Exercise prompt: Return the lines of the material below without any changes, starting at the line that contains "[search] grey jacket" and ending at the end of the material. Leave the pictures out of your answer.

Bounding-box records:
^^^^^^^^
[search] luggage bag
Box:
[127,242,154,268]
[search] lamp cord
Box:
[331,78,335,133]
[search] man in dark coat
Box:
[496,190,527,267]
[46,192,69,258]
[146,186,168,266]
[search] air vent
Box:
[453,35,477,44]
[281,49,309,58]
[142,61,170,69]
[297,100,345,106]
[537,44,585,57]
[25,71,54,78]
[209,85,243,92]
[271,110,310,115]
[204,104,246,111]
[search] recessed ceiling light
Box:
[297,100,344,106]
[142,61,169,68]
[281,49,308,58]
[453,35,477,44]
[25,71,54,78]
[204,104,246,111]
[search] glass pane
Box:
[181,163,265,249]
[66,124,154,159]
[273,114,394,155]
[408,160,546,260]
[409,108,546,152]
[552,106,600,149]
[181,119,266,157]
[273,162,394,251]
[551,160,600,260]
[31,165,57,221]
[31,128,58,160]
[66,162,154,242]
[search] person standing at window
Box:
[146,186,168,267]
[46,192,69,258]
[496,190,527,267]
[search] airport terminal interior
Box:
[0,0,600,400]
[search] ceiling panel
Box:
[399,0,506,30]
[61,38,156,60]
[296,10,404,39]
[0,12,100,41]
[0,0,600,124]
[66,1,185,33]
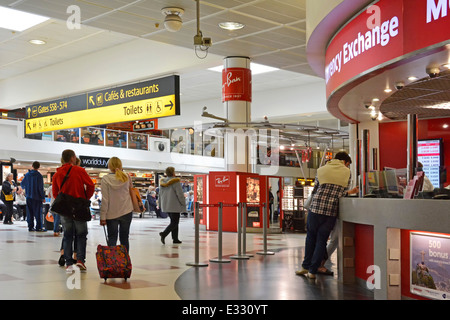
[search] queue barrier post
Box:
[209,202,231,263]
[230,202,250,260]
[242,202,253,258]
[257,202,275,255]
[186,202,208,267]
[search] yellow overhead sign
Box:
[25,76,180,134]
[25,95,176,134]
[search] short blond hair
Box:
[108,157,128,182]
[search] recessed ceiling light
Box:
[0,7,49,32]
[28,39,47,45]
[208,62,280,75]
[219,21,245,31]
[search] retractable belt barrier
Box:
[186,202,275,267]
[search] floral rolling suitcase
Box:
[95,226,132,282]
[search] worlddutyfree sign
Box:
[25,75,180,134]
[325,0,450,98]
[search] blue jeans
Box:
[61,216,88,266]
[106,212,133,252]
[302,210,336,274]
[27,198,42,230]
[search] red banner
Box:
[222,68,252,102]
[325,0,450,98]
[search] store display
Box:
[281,185,313,232]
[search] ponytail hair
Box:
[108,157,129,182]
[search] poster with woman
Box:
[410,232,450,300]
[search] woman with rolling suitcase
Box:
[100,157,133,251]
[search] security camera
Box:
[395,81,405,90]
[426,67,440,78]
[203,38,212,47]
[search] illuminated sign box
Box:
[25,76,180,134]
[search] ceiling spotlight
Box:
[161,7,184,32]
[219,21,245,31]
[28,39,47,45]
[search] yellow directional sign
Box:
[25,76,180,134]
[25,95,177,134]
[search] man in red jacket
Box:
[52,149,95,273]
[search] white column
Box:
[222,57,251,172]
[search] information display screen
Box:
[417,139,443,188]
[410,232,450,300]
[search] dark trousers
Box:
[27,198,42,230]
[162,212,180,240]
[302,211,336,274]
[106,212,133,252]
[3,201,14,223]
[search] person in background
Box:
[159,167,186,244]
[147,191,159,214]
[295,152,359,279]
[14,186,27,221]
[1,173,17,224]
[52,149,95,273]
[100,157,133,252]
[417,162,434,192]
[21,161,46,231]
[47,185,61,237]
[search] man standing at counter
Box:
[295,152,359,279]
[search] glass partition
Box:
[80,128,105,146]
[362,166,450,199]
[128,132,148,150]
[105,130,127,148]
[53,128,80,143]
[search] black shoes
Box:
[159,232,182,244]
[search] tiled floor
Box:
[0,217,372,300]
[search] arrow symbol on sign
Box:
[164,100,173,110]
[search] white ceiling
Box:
[0,0,330,121]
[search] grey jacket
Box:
[159,177,186,213]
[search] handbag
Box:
[2,190,14,201]
[50,167,91,221]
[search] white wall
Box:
[158,80,328,129]
[0,119,225,173]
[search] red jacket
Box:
[52,163,95,199]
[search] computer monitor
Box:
[384,168,398,194]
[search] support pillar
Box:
[222,56,256,172]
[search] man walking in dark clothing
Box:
[21,161,45,231]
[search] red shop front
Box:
[194,171,282,232]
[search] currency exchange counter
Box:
[336,197,450,300]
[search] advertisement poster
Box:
[410,232,450,300]
[417,139,441,188]
[247,178,260,202]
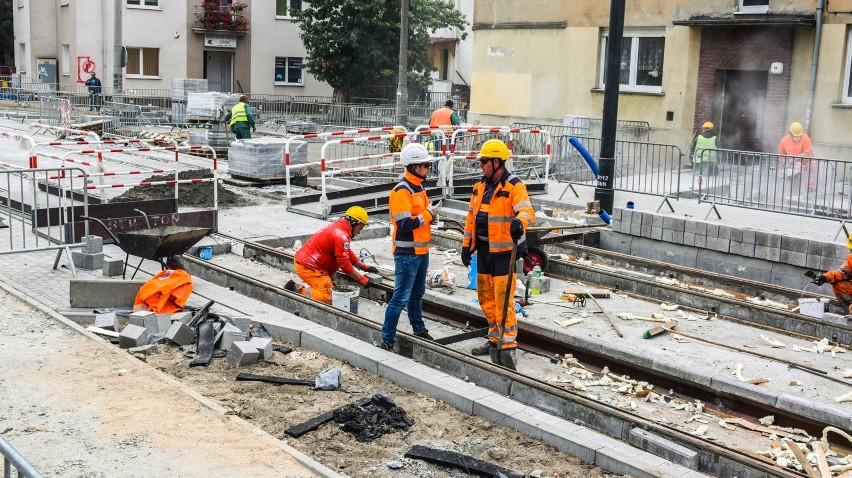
^^^^^^^^
Solution for this task:
[search] grey jacket
Box:
[159,177,186,213]
[search] handbag
Box:
[2,190,14,201]
[50,167,91,221]
[search] white wall
Box:
[158,80,328,129]
[0,119,225,173]
[search] red jacket
Box:
[52,163,95,199]
[search] computer monitor
Box:
[384,168,398,194]
[search] support pillar
Box:
[222,56,256,172]
[search] man walking in dark clothing
Box:
[21,161,45,231]
[search] red shop front
Box:
[194,171,282,232]
[search] currency exchange counter
Box:
[336,197,450,300]
[search] advertisement poster
Box:
[410,232,450,300]
[417,139,441,188]
[247,178,260,202]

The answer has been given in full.